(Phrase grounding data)
○ ○ ○
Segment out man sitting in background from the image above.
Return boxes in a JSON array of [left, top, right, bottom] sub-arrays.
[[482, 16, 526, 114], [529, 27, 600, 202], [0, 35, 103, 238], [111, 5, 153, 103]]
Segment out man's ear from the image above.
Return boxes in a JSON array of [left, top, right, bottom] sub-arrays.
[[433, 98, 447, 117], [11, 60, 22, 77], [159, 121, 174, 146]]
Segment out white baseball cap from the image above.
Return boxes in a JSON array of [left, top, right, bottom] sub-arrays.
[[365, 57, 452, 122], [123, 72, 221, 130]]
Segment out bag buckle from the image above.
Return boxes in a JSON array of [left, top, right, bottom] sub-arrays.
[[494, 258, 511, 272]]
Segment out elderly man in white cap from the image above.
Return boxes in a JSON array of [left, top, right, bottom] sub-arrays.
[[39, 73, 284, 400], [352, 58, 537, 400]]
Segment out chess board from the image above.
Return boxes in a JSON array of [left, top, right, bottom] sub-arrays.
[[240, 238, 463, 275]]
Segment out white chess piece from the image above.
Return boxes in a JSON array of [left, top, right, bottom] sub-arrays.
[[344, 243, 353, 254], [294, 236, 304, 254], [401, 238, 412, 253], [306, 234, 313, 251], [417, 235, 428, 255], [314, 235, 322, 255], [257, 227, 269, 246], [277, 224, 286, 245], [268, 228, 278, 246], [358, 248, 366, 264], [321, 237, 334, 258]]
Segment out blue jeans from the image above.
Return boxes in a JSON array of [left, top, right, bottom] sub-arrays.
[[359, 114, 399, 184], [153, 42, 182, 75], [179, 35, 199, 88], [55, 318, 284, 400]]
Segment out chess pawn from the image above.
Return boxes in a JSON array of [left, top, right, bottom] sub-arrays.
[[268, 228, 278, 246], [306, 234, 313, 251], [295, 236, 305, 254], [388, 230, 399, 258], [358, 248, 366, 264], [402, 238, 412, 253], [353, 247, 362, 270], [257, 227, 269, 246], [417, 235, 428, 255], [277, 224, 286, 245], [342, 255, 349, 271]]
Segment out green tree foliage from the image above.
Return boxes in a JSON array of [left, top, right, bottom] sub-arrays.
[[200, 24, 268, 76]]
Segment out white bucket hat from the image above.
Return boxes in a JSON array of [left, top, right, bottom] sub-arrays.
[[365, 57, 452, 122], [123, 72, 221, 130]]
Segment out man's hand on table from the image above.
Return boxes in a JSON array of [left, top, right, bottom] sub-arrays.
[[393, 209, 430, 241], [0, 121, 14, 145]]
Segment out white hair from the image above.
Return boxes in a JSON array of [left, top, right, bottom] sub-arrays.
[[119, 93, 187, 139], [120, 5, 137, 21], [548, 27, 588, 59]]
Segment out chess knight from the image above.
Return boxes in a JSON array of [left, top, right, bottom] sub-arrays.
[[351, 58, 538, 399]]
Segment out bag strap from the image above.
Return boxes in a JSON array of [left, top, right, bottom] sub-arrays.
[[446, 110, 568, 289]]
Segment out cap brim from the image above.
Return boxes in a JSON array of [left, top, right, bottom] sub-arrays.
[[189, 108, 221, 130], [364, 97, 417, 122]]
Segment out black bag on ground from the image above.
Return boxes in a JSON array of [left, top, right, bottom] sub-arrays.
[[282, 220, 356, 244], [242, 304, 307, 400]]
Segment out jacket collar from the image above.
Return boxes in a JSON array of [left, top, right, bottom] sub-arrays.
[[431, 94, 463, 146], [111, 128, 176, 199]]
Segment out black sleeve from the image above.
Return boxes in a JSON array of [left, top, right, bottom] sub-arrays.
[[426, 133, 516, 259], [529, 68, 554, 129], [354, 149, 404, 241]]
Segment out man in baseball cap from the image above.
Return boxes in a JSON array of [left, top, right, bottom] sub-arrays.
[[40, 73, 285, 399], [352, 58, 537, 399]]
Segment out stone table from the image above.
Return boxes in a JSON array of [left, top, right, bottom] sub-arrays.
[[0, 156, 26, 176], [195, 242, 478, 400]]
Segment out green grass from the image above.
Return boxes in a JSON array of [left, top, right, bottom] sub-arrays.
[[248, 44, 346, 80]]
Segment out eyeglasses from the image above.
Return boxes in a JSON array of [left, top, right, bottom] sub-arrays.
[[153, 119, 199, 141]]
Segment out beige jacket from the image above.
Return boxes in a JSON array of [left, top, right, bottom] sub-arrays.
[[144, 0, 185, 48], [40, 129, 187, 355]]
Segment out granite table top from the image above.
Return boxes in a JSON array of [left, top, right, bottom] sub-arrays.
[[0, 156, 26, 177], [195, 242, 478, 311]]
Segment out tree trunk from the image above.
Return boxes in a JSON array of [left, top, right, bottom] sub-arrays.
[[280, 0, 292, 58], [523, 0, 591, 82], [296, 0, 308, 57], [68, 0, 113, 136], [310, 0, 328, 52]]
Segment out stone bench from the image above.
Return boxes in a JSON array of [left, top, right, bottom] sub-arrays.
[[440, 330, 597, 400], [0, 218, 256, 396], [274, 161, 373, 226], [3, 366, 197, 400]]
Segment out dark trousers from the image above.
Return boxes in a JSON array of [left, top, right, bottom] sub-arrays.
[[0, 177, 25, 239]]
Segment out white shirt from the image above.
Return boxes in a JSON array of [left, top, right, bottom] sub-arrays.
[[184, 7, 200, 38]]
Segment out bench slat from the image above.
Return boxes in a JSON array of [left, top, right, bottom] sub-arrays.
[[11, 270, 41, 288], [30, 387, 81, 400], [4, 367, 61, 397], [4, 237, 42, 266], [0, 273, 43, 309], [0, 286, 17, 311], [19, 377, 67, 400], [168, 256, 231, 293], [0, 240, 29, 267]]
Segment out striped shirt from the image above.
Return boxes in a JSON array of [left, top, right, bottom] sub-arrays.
○ ○ ○
§ Exercise brief
Print every line from the one that contains "Segment out white shirt from the image above." to the end of the records, exactly as written, and nothing more.

§ Answer to this task
Segment out white shirt from the image above.
Return boxes in a JSON array of [left, top, right, bottom] sub-arrays.
[[184, 7, 200, 38]]
Segment out bench slat from the image above.
Return boxes in a JSON array of [left, top, right, bottom] sub-arrays.
[[11, 270, 41, 288], [30, 387, 81, 400], [4, 367, 61, 397], [4, 237, 42, 266], [0, 273, 43, 309], [0, 286, 17, 311], [19, 377, 67, 400], [168, 256, 231, 293], [0, 240, 29, 267]]
Segment out striped shirt from the image above.
Return boxes in a JSON array of [left, top, right, bottom] sub-arrays.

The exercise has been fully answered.